## [TASK 1]
In the proteasome thesis abstract, how many subunits must assemble for the 26S proteasome complex to function optimally?
## [TASK 2]
Carry on the proteasome thesis abstract from its last sentence.

## [TEXT PASSAGE]

Doctor of Philosophy / Biochemistry and Molecular Biophysics / Jeroen Roelofs / The proteasome is a large protease in the cell that contributes to the controlled degradation of proteins. This 2.5MDa 26S proteasome complex consists of a 19S regulatory particle (RP) that recognizes substrates and a 20S proteolytic core particle (CP) that hydrolyses substrates. To function optimally all 66 subunits of the proteasome complex need to assemble properly. Efficient and accurate assembly of the proteasome is achieved with the help of proteins that can monitor the quality of the proteasome during pre- and post-assembly processes. The work in this thesis described an investigation into two of such quality control mechanisms. Pba1-Pba2 dimer has been known to facilitate the CP assembly by interacting with the top of the α-ring of CP throughout CP maturation. After CP maturation, RP utilizes same surface to form a CP-RP complex. Our data showed that Pba1-Pba2 binds tightly to the immature CP and prevents RP association. Once matured CP has a reduced affinity for Pba1-Pba2 and shows a higher affinity towards RP, resulting the formation of 26S proteasome complex. Our results imply that during maturation, CP undergoes conformational changes that results in this switch in affinity. Mathematical models indicate that during assembly such an 'affinity switch' quality control mechanism is required to prevent immature CP-RP complex formations. These types of wrong dead end products prevent efficient proteasome complex formation.

## [SUPPLIED MATERIAL]
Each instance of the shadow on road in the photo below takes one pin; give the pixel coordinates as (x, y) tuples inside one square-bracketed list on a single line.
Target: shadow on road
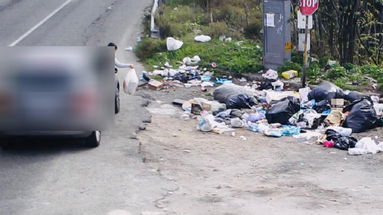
[(41, 146)]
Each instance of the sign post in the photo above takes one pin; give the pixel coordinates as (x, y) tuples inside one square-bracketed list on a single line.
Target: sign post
[(307, 7)]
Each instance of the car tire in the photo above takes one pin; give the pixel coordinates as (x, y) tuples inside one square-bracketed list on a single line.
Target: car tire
[(93, 140), (117, 100), (5, 143), (117, 104)]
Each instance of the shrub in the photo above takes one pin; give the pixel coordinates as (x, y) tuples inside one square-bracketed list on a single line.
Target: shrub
[(229, 56), (148, 47), (336, 72), (373, 70), (177, 21), (217, 29), (289, 65)]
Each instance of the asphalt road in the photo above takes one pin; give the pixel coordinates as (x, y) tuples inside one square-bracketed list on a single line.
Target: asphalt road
[(61, 177)]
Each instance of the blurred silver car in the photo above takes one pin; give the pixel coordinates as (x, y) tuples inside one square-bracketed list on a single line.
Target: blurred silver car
[(69, 92)]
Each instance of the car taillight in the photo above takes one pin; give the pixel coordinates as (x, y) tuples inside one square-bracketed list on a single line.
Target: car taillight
[(84, 102), (5, 102)]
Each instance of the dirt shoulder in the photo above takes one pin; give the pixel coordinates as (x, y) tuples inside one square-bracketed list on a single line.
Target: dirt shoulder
[(225, 174)]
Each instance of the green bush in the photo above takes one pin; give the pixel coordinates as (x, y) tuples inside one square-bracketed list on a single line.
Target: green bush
[(373, 70), (217, 29), (229, 56), (149, 47), (336, 72), (178, 21), (289, 65)]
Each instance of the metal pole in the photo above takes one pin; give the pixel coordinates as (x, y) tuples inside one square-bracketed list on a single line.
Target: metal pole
[(305, 53)]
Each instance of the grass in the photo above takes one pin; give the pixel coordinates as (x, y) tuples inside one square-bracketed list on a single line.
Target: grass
[(232, 57)]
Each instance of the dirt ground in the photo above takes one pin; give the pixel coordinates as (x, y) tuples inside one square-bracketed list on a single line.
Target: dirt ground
[(225, 174)]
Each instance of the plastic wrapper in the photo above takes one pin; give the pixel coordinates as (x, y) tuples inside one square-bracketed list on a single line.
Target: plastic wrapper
[(362, 116), (326, 91), (282, 111)]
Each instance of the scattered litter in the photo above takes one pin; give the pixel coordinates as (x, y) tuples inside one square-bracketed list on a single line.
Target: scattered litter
[(282, 111), (340, 141), (362, 116), (290, 74), (271, 74), (155, 85), (365, 145), (243, 138), (173, 44)]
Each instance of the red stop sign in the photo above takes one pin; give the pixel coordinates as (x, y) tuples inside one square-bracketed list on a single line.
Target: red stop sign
[(308, 7)]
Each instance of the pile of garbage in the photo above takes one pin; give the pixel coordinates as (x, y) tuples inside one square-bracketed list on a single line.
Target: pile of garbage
[(188, 75), (325, 112)]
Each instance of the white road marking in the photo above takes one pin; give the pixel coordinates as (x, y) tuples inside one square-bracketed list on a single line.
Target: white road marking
[(40, 23)]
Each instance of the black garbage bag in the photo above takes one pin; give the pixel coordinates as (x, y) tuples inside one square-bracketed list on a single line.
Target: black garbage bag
[(326, 91), (340, 141), (283, 110), (239, 101), (322, 106), (354, 96), (362, 116)]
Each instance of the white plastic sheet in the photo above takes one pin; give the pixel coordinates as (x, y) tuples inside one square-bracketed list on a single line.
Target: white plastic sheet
[(131, 82)]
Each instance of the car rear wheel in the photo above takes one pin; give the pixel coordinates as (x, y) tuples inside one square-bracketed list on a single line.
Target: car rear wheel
[(117, 104), (93, 140)]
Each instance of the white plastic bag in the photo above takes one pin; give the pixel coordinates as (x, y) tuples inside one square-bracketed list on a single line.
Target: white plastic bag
[(131, 82), (271, 74), (202, 38), (173, 44)]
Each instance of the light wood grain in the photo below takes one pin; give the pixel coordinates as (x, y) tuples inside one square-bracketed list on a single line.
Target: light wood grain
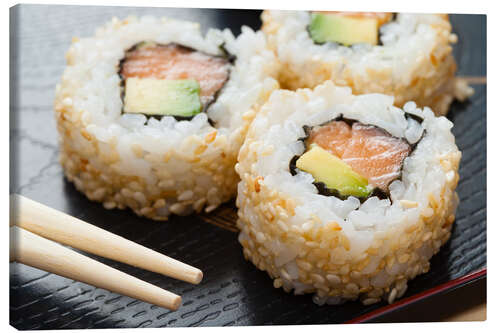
[(60, 227), (33, 250)]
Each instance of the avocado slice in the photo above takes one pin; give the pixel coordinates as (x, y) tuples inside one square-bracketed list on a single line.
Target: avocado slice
[(333, 172), (343, 29), (162, 97)]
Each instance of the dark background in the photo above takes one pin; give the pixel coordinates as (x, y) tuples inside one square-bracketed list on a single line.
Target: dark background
[(233, 291)]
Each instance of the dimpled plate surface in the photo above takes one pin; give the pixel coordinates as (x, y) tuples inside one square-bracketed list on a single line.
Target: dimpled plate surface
[(233, 291)]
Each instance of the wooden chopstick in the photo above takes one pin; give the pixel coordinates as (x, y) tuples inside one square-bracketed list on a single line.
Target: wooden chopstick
[(60, 227), (36, 251)]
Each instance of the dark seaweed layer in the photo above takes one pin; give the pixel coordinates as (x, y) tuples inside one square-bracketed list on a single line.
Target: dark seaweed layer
[(322, 188), (226, 55)]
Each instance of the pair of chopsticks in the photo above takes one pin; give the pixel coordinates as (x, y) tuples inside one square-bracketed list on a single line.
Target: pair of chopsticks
[(35, 229)]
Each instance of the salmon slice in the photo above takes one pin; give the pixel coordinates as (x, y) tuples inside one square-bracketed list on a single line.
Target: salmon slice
[(369, 150), (382, 18), (175, 62)]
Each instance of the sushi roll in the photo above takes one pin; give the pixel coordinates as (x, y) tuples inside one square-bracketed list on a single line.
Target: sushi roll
[(151, 113), (344, 196), (408, 56)]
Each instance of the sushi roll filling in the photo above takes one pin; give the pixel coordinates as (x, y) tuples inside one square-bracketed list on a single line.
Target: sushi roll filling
[(349, 158), (347, 28), (171, 80)]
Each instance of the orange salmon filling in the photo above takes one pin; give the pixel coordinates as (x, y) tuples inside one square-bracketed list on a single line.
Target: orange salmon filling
[(177, 62), (382, 18), (369, 150)]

## [REPLY 1]
66 subunits.

## [REPLY 2]
Proteasomes formed with post-assembly defects are enriched with the proteasome associated protein Ecm29. Here Ecm29 is proposed to function as a quality control factor that inhibits such defective proteasomes to avoid aberrant protein degradation. This would require Ecm29 to preferably bind to mutant proteasomes. While we know Ecm29 interacts with RP as well as CP, we still don’t understand well how it binds to proteasomes holoenzyme. Here, we identify that besides the Rpt5 subunit of RP, Ecm29 binds to alpha7. We showed that conserved acidic residues containing unstructured C-terminal region of the CP subunit alpha7 facilitates the Ecm29-Proteasome interactions. Further mapping revealed the importance of phosphorylation of serine residues at the alpha7 C-terminal tail for Ecm29 interaction. We anticipate that this study leads to identification of specificity of the Ecm29 for the defective proteasomes. Overall this will help us to understand the role of Ecm29 in regulation of defective proteasomes in vivo.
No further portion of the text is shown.